Atualize os dados da linha que contém "Point to the antenna" até a linha que contém "[1084, 535]": reproduza essas linhas trocando "dock" por "pier" e sem alterar mais nada.

— Dados do exercício —

>>

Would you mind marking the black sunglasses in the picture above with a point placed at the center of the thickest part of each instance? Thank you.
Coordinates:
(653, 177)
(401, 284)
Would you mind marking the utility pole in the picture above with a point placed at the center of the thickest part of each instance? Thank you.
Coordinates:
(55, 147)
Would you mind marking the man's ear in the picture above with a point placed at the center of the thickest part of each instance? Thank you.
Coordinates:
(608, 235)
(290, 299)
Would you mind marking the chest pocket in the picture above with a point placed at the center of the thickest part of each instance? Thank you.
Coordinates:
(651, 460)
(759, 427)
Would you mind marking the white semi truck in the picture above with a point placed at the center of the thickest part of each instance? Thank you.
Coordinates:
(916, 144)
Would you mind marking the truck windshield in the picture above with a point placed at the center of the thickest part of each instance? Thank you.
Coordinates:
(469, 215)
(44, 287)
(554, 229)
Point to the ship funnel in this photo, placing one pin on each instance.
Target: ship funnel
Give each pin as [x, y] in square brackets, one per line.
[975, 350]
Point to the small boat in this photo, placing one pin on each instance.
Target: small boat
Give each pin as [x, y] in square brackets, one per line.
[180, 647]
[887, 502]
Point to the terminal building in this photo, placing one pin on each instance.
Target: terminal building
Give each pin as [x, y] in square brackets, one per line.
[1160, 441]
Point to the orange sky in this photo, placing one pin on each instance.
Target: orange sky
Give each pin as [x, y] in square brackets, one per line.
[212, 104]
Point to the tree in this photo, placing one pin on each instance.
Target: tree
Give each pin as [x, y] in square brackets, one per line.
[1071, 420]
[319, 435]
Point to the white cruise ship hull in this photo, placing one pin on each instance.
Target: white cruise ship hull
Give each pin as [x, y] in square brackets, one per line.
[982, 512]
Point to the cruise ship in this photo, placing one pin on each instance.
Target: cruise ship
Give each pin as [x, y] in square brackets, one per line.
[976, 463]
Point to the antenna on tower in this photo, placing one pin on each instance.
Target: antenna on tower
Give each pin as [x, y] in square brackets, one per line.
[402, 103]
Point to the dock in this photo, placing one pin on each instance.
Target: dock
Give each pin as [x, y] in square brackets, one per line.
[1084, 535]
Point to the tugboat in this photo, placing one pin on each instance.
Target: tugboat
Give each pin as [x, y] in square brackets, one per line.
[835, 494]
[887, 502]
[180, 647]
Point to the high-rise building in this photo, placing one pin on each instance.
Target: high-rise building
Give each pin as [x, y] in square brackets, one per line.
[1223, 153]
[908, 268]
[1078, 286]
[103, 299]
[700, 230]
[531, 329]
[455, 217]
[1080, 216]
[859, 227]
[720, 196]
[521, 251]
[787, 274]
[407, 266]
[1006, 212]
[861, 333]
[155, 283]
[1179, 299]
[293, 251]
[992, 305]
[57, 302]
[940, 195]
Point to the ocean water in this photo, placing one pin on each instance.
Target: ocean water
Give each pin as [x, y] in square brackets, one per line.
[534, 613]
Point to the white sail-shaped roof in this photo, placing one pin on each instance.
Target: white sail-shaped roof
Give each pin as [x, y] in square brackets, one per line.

<<

— Resolução da tarefa —
Point to the antenna on tower in this photo, placing one pin on each instance.
Target: antenna on tower
Give each pin as [x, y] in square brackets, one per line.
[402, 103]
Point to the pier in this photo, placing one pin on each instance.
Target: pier
Give each pin as [x, y] in square brackets, one per line.
[1084, 535]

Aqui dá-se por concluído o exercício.